- _Excerpted passage_
>> START

- Cover of the 1995 re-release

Compilation album by Johnny Mathis
- Released: April 21, 1992
- Recorded: 1956–1976
- Genre: Vocal; pop/rock;
- Length: 57:05
- Label: Columbia

Johnny Mathis chronology
| The Music of Johnny Mathis: A Personal Collection (1993) | The Hits of Johnny Mathis (1992) | All About Love (1996) |

= The Hits of Johnny Mathis =

The Hits of Johnny Mathis is a compilation album by American pop singer Johnny Mathis that was released in the UK in April 1992 by Columbia Records and has three of his UK singles chart entries ("Misty", "I'm Stone in Love with You", and his 1981 duet remake of "When a Child Is Born" with Gladys Knight). This collection, however, focuses primarily on his covers of hits from the late 1960s through the 1970s. The album was re-released in October 1995.

>> END

- _Stored records_
>> START

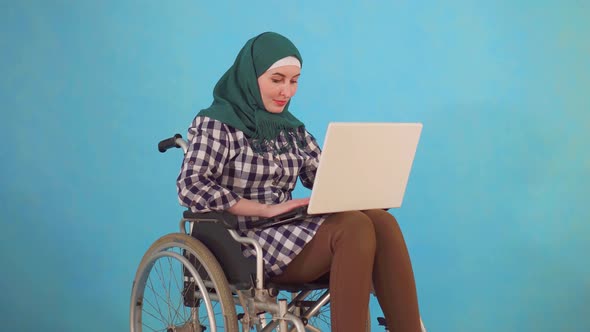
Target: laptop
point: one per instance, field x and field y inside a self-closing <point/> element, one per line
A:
<point x="363" y="166"/>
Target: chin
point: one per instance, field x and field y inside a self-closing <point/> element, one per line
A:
<point x="276" y="111"/>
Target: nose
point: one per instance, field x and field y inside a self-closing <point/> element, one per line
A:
<point x="287" y="91"/>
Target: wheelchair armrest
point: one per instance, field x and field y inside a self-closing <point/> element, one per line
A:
<point x="226" y="219"/>
<point x="285" y="218"/>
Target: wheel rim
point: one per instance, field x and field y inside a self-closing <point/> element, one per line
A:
<point x="162" y="301"/>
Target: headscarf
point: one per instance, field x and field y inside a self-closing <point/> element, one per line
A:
<point x="237" y="101"/>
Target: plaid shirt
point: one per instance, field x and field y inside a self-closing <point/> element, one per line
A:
<point x="220" y="167"/>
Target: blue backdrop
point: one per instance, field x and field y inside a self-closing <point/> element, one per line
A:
<point x="495" y="213"/>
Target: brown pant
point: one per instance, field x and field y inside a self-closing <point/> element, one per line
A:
<point x="357" y="249"/>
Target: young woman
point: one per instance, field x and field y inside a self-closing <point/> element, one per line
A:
<point x="246" y="152"/>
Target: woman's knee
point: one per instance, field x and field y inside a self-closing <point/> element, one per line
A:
<point x="383" y="221"/>
<point x="354" y="226"/>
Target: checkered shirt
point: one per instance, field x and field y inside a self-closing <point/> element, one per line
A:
<point x="220" y="167"/>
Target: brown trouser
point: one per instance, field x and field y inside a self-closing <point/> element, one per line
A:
<point x="358" y="249"/>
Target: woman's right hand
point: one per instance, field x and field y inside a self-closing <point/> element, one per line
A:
<point x="245" y="207"/>
<point x="278" y="209"/>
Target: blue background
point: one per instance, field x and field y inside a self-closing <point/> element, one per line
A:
<point x="495" y="214"/>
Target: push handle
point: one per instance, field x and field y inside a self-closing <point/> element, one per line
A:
<point x="169" y="143"/>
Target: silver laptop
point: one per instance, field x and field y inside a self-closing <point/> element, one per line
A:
<point x="364" y="166"/>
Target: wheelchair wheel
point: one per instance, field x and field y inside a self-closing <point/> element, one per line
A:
<point x="321" y="320"/>
<point x="180" y="287"/>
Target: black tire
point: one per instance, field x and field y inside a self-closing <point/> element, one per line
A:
<point x="171" y="266"/>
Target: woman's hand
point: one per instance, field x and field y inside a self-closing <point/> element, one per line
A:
<point x="277" y="209"/>
<point x="249" y="208"/>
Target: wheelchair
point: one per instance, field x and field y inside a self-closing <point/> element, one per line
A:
<point x="199" y="280"/>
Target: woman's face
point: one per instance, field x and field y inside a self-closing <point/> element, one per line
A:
<point x="277" y="86"/>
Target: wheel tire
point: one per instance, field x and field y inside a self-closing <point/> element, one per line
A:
<point x="182" y="253"/>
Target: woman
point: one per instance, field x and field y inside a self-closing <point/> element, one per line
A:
<point x="245" y="154"/>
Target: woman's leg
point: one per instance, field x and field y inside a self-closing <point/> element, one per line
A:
<point x="344" y="246"/>
<point x="393" y="278"/>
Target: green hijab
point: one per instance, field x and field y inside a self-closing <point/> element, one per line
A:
<point x="237" y="101"/>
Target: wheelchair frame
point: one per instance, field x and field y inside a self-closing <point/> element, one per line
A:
<point x="253" y="295"/>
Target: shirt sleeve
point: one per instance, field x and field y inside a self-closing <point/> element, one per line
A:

>> END

- _Required work_
1. Answer these from the Johnny Mathis album article:
(a) Under what record label was the album issued?
(b) In what month and year was the album re-released?
(c) Who sang with Mathis on his 1981 duet remake of "When a Child Is Born"?
2. Pick out every line in the listing that contains the string "tire".

- _Solutions to each task_
1.
(a) Columbia
(b) October 1995
(c) Gladys Knight

2.
Target: black tire
Target: wheel tire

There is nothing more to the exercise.